> Stored data:
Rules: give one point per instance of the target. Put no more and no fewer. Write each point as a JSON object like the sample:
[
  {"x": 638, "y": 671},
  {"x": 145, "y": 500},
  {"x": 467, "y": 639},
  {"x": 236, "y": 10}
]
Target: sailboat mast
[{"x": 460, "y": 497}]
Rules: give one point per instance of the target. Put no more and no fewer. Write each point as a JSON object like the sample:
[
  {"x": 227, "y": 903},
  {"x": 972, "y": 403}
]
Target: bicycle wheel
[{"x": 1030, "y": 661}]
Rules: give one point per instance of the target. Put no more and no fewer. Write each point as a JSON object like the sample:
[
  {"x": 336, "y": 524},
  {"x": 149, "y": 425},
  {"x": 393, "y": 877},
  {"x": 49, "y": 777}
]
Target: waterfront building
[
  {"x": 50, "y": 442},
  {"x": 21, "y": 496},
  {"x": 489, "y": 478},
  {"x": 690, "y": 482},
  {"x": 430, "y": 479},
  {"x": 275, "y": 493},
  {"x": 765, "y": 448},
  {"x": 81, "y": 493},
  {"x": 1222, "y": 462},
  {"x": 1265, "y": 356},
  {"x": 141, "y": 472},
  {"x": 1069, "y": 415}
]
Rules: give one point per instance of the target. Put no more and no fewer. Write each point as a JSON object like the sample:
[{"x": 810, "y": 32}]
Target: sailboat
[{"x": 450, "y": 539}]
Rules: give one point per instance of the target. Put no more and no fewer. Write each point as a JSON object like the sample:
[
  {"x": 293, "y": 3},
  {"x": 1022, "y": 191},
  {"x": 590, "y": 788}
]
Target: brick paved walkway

> WHAT YOU NEED TO DO: Would you output every entry exactly as it was written?

> OUTPUT FOR THIS TASK:
Rules: give one point per instance of the target. Put no more and no fewer. Write each point as a JSON object like the sample:
[
  {"x": 638, "y": 671},
  {"x": 145, "y": 500},
  {"x": 467, "y": 639},
  {"x": 236, "y": 10}
]
Target: sailboat mast
[{"x": 460, "y": 497}]
Rules: give one point per instance of the target. Put no more and no fewer. Write each point as a JSON object like the sample:
[
  {"x": 227, "y": 903},
  {"x": 972, "y": 403}
]
Target: bicycle wheel
[{"x": 1030, "y": 661}]
Rules: give one point per instance of the target. Put no more and no fewer. Write each point as a JSON object like the sample:
[
  {"x": 336, "y": 524},
  {"x": 149, "y": 425},
  {"x": 393, "y": 877},
  {"x": 49, "y": 777}
]
Target: waterfront building
[
  {"x": 50, "y": 442},
  {"x": 21, "y": 496},
  {"x": 489, "y": 478},
  {"x": 690, "y": 482},
  {"x": 430, "y": 479},
  {"x": 275, "y": 493},
  {"x": 765, "y": 448},
  {"x": 81, "y": 493},
  {"x": 1222, "y": 462},
  {"x": 1265, "y": 356},
  {"x": 141, "y": 472},
  {"x": 1069, "y": 415}
]
Rules: give one point per instance of the target. Put no more and no fewer. Write each point as a JSON object like the sample:
[{"x": 810, "y": 32}]
Target: sailboat
[{"x": 450, "y": 539}]
Rules: give one point per instance of the target. Put no more and no fewer. Write each point as a JSON object like the sample:
[
  {"x": 293, "y": 3},
  {"x": 1022, "y": 191},
  {"x": 590, "y": 788}
]
Target: brick paved walkway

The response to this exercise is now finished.